-- Input data follows --
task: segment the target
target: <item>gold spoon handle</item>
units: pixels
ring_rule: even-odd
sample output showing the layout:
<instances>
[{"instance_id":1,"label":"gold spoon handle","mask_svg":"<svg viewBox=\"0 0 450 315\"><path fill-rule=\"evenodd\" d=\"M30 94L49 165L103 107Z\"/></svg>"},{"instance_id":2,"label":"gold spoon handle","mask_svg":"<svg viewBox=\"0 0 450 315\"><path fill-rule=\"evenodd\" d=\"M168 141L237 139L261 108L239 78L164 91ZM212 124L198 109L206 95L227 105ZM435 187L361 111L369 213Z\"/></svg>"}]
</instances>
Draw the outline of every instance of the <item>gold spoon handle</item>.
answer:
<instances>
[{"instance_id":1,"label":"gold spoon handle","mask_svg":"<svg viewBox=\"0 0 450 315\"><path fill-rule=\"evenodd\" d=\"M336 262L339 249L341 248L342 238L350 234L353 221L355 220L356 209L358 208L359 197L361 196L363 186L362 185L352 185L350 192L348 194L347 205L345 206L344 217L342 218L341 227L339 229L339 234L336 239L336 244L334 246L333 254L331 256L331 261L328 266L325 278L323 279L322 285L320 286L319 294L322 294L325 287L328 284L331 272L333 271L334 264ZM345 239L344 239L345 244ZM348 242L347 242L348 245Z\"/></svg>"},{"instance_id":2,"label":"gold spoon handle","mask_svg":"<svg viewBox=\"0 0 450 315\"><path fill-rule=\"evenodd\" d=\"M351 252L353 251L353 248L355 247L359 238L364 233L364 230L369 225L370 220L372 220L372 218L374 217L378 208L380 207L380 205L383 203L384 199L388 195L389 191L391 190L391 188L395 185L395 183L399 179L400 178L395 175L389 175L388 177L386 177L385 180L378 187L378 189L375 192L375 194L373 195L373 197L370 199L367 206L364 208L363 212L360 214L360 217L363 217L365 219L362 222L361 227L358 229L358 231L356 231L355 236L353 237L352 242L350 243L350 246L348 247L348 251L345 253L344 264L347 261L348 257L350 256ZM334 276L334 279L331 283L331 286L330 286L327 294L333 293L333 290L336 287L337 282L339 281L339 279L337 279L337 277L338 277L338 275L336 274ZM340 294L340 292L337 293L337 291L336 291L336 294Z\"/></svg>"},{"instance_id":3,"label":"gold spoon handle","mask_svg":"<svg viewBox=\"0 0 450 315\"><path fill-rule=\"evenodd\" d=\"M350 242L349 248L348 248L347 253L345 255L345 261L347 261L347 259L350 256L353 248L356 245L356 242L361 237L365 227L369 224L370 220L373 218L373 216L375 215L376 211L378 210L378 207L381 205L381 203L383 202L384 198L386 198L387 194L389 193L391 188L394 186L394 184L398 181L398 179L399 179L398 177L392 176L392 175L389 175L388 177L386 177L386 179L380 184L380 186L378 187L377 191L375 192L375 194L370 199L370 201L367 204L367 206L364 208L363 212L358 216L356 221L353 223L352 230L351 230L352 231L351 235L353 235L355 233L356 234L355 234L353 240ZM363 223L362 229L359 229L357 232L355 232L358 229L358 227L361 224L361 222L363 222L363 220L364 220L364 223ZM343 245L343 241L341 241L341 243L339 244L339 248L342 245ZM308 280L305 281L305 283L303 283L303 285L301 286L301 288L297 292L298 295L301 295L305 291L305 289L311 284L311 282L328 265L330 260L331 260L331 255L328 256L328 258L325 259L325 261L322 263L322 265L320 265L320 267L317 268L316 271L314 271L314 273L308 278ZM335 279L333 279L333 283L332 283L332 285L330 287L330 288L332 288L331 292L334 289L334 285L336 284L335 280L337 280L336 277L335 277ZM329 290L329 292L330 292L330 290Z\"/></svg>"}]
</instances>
-- Input data concluded --
### Task
Those lines above that contain the string "item" should be returned.

### Your solution
target: <item>gold spoon handle</item>
Draw the outline of every instance of the <item>gold spoon handle</item>.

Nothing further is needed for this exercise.